▶ **Data for this exercise**

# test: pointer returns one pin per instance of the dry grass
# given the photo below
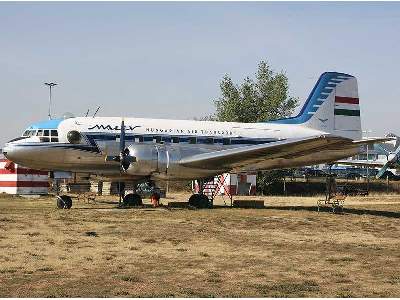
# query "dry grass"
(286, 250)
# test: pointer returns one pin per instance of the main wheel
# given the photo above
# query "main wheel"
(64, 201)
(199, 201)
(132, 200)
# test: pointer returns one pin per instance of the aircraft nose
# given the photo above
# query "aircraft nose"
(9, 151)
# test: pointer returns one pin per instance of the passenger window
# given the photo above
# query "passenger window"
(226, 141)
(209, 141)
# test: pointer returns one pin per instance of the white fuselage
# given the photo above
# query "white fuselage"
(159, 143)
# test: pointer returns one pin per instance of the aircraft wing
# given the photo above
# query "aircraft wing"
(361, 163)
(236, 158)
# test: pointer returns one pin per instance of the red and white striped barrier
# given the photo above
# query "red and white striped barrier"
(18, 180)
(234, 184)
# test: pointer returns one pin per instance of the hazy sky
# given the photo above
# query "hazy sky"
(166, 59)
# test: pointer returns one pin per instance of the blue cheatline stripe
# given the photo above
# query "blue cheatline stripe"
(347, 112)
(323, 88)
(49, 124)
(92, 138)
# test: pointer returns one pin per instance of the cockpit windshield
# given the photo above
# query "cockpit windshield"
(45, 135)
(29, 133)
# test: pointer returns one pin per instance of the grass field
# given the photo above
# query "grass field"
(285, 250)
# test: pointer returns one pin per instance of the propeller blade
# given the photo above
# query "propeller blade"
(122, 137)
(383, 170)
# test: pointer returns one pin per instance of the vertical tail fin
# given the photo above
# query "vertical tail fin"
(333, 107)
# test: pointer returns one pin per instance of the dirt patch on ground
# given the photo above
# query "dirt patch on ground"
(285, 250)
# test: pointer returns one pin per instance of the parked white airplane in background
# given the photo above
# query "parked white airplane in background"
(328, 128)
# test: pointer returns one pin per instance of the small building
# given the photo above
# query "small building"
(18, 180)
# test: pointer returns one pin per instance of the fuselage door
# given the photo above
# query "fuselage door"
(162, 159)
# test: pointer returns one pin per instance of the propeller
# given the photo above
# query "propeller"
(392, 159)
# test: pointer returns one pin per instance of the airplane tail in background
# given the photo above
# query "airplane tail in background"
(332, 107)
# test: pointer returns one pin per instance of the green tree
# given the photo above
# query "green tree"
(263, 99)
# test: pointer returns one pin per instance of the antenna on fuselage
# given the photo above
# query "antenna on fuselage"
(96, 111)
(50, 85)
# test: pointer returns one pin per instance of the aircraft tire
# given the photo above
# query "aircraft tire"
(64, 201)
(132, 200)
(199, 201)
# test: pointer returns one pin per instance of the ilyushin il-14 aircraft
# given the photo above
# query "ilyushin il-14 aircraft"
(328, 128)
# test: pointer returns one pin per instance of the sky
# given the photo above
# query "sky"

▶ **Task goal**
Find the line containing "# test: pointer returns one pin per instance of the green" in the data above. Please transcribe it and every line after it, exactly.

▶ **Task output**
# test: pointer returns one pin per instance of the green tree
# given the photo above
# query "green tree"
(263, 99)
# test: pointer returns one pin per instance of the antenna on fuselage
# given the photo above
# query "antenna on fuselage"
(96, 111)
(50, 85)
# test: pointer returns one pin per instance of the aircraft tire
# given the photo above
# query "aircraft tire"
(64, 201)
(132, 200)
(199, 201)
# test: pointer returns one pin per instance of the ilyushin il-14 aircraft
# given the photo above
# query "ilyushin il-14 aircraft"
(328, 128)
# test: pointer returns one pin per instance of the sky
# given the photo above
# query "sky"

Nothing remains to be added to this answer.